Written request 1>
Return each line of the listing below that contains the string "outline".

Text section>
Environmental firms incorporate green because it’s the color of the natural world, as well as being linguistic shorthand for being ecologically aware. Orange is associated with warmth, comfort and youthfulness. And it won’t take anyone long to think of dynamic or assertive brands that have adopted red in their logo.
Specific tones can be equally instructive about a firm’s intentions or nature. Lighter shades of yellow and pink are more youthful and vibrant, while darker colors like purple and royal blue impart a calm authority and intelligence. The juxtaposition of dark text on a light background is more readable than the opposite approach, although Skype and Facebook are among the tech brands bucking the trend with white lettering against a darker background.
It’s an inescapable fact that most company logos are roughly or exactly square in dimensions, if not in shape. Even circular or triangular symbols generally reproduce well in a square space, making them ideal for inclusion on business cards and billboards alike. Since a logo offers free advertising and invaluable brand awareness, it should be used absolutely everywhere – including email signatures and online listings.
Geometric shapes convey differing messages, which may have relevance to particular industries:
- Squares and rectangles might not occur much in nature, but their conformity and stability provides reassurance. Most company logos have adopted one of these forms.
- Since a square with sharp edges might suggest inflexibility, brands like Instagram have literally taken the edges off to create a squircle.
- A circular sign suggests completeness and permanence, while the durability of its endless loop is also connoted by the infinity symbol.
- With its point facing upwards, a triangle infers stability and energy. A downward point adds a sense of unpredictability that’s ideal for edgier brands.

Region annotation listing
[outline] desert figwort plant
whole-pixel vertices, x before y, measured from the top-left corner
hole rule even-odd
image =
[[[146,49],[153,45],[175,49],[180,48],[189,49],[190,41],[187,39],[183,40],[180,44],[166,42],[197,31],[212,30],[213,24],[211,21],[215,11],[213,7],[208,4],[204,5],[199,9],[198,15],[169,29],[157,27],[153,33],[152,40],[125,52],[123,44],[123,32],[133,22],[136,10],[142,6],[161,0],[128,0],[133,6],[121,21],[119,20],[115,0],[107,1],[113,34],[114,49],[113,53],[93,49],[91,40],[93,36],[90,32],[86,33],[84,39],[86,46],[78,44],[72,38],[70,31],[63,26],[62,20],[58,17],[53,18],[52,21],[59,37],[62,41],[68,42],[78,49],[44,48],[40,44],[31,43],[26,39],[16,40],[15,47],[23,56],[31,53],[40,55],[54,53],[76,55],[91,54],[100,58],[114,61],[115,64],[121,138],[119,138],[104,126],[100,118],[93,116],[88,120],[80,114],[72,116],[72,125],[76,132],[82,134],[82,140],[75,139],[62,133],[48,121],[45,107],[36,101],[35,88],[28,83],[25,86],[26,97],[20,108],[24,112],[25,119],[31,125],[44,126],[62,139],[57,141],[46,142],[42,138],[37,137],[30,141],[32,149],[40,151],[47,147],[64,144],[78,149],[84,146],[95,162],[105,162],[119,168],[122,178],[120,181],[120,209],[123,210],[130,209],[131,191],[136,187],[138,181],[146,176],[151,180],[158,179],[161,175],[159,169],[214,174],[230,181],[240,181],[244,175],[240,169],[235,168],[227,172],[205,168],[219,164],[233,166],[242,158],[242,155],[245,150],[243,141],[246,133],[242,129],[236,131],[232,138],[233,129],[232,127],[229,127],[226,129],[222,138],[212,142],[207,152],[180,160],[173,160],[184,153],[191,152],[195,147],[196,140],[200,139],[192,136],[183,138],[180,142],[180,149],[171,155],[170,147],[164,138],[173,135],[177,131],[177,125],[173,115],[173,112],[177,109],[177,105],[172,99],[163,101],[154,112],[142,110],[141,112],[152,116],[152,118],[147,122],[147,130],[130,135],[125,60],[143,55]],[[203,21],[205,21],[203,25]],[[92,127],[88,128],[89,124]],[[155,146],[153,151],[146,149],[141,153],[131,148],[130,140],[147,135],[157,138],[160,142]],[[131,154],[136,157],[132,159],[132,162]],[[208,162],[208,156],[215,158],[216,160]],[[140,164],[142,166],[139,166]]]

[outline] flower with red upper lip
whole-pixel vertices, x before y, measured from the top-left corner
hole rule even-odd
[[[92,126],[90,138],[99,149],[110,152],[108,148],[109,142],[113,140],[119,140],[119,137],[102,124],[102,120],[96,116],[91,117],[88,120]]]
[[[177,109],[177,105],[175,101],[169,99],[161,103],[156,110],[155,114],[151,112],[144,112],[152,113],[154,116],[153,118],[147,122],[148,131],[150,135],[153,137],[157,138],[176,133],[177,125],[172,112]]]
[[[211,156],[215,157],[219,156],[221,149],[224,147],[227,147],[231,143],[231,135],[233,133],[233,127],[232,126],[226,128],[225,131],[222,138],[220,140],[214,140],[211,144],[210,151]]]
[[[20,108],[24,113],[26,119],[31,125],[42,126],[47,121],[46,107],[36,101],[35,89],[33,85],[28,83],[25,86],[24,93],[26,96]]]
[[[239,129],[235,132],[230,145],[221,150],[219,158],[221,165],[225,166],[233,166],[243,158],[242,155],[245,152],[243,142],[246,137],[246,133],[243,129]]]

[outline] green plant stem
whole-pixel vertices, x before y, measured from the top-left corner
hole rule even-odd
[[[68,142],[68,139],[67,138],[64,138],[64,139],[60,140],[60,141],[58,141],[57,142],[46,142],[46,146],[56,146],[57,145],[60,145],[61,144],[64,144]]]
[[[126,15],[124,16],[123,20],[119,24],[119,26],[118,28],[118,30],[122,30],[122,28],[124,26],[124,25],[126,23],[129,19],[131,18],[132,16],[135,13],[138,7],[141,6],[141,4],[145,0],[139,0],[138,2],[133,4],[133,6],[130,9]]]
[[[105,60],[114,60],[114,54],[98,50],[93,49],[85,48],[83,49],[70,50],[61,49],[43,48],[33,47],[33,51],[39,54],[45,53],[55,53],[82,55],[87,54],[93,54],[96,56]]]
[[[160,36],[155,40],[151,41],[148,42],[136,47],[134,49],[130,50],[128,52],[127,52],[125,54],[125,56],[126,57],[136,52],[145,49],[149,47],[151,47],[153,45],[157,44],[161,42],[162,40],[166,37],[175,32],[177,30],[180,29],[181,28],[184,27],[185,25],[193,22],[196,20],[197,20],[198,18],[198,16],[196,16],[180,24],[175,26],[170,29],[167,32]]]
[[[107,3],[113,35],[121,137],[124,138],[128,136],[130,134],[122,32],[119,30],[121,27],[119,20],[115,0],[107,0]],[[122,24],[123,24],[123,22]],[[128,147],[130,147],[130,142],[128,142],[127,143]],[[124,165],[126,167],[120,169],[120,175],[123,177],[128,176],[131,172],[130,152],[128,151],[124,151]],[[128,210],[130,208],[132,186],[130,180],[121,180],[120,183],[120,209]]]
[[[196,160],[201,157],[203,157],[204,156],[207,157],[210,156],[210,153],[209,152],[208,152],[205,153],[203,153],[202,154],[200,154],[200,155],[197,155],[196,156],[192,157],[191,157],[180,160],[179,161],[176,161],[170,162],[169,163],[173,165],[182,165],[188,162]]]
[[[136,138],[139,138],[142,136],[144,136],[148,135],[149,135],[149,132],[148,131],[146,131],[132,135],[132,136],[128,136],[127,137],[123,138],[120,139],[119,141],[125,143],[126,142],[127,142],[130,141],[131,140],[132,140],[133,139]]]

Written request 2>
Answer the following questions using the logo design text above:
(a) Which color does the text associate with warmth, comfort and youthfulness?
(b) Which brand removed the edges of a square to create a squircle?
(c) What does a triangle with its point facing upwards infer?

Problem solution 1>
[outline] desert figwort plant
[outline] flower with red upper lip
[outline] green plant stem

Problem solution 2>
(a) Orange.
(b) Instagram.
(c) Stability and energy.